EXERCISE DATA:

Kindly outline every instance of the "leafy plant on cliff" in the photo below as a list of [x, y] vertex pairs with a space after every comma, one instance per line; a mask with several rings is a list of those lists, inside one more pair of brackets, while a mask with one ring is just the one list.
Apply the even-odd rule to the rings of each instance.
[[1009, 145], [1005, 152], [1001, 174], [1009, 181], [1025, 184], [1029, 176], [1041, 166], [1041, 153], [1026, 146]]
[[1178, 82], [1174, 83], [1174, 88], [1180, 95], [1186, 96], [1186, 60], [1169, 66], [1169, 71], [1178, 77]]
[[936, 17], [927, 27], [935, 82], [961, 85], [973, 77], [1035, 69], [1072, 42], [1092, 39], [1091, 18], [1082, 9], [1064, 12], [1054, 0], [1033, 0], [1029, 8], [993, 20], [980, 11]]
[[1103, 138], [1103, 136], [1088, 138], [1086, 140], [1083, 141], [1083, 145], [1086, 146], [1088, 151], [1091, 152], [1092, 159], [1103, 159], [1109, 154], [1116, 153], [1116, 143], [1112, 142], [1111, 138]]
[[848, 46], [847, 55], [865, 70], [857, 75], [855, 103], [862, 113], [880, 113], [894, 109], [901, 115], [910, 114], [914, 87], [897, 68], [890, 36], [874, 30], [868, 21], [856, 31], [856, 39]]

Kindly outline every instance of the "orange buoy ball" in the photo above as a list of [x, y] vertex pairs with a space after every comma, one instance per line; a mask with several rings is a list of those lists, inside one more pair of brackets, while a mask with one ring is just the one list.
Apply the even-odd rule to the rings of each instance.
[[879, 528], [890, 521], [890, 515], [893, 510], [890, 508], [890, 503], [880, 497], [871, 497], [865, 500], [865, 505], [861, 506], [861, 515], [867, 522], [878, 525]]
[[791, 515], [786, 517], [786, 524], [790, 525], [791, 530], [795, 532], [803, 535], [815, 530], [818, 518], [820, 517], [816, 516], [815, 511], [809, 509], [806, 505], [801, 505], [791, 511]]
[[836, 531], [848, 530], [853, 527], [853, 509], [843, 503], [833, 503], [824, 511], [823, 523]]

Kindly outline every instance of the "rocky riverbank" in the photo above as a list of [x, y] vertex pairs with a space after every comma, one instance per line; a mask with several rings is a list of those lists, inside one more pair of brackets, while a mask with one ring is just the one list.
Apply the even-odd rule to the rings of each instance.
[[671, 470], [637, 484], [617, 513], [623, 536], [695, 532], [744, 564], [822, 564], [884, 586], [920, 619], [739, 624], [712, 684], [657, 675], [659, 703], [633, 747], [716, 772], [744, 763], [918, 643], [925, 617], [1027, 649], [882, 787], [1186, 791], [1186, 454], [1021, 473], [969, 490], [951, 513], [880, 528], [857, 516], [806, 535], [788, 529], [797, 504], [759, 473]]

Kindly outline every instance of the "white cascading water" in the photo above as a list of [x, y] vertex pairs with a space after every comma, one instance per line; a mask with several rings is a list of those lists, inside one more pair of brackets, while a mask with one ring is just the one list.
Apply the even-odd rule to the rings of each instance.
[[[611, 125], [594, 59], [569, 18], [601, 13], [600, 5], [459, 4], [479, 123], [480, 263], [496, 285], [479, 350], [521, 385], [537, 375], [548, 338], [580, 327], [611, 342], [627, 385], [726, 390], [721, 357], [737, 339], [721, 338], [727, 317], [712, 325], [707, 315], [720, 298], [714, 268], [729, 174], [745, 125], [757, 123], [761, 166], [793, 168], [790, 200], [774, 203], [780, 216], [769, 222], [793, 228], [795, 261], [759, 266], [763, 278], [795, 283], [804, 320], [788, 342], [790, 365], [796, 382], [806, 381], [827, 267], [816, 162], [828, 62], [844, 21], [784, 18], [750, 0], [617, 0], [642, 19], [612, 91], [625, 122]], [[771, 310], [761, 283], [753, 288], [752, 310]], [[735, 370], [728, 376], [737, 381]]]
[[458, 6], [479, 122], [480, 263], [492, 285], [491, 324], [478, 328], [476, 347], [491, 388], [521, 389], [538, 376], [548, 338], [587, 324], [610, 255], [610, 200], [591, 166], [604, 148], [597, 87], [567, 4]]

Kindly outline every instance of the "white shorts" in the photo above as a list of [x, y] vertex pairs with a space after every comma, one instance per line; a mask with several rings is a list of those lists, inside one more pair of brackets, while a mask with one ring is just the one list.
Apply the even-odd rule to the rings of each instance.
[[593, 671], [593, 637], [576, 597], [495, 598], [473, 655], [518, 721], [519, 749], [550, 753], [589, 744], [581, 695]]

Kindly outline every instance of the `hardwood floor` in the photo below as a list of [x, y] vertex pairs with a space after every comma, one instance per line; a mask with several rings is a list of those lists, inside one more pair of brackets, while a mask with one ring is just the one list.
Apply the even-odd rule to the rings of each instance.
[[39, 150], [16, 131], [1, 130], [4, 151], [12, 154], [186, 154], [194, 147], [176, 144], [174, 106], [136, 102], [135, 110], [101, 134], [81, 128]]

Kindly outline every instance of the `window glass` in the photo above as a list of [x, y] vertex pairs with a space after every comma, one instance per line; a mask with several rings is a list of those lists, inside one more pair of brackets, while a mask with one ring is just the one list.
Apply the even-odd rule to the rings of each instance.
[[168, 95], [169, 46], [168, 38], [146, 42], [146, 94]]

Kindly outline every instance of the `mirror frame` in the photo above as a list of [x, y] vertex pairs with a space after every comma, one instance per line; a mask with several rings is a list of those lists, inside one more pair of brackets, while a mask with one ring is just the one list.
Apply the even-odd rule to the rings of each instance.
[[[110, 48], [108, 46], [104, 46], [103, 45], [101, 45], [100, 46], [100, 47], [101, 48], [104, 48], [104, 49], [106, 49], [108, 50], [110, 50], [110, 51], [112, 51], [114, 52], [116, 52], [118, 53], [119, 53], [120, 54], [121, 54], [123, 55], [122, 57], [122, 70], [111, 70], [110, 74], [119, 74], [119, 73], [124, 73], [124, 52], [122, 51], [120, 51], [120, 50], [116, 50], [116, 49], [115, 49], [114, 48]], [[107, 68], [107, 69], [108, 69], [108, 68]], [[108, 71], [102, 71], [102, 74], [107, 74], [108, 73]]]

WHAT TO WORK ON: Rescale the listing from its first line up to and including the line with "31], [856, 39]]". Give every line again, requests included, with each coordinate in the answers multiplied by 0.45 and rounded to a whole number, halves going up.

EXERCISE ANSWER:
Kindly outline every instance of the "leafy plant on cliff" in the photo below as a list of [x, y] vertex pairs with a space after every comma, one instance per line; a mask with several rings is a list of those lists, inside one more pair of brackets, while a mask with one ring is just the one list.
Apply the even-odd rule to the rings of each instance.
[[454, 65], [452, 68], [450, 78], [454, 81], [461, 83], [463, 79], [468, 75], [468, 69], [462, 66]]
[[530, 37], [528, 37], [528, 40], [531, 43], [534, 43], [534, 27], [526, 30], [526, 32], [530, 35]]
[[421, 8], [417, 12], [421, 37], [432, 38], [438, 35], [466, 31], [482, 19], [491, 18], [491, 8], [487, 4], [479, 5], [474, 0], [465, 0], [463, 4], [447, 9], [441, 5]]
[[496, 62], [496, 61], [490, 62], [489, 63], [487, 63], [487, 65], [489, 66], [490, 68], [491, 68], [491, 72], [496, 72], [499, 69], [502, 69], [502, 64], [500, 64], [500, 62]]
[[382, 21], [381, 25], [389, 32], [386, 34], [385, 46], [388, 51], [396, 51], [402, 49], [405, 52], [410, 51], [411, 39], [404, 31], [401, 16], [393, 14], [391, 9], [385, 14], [385, 18]]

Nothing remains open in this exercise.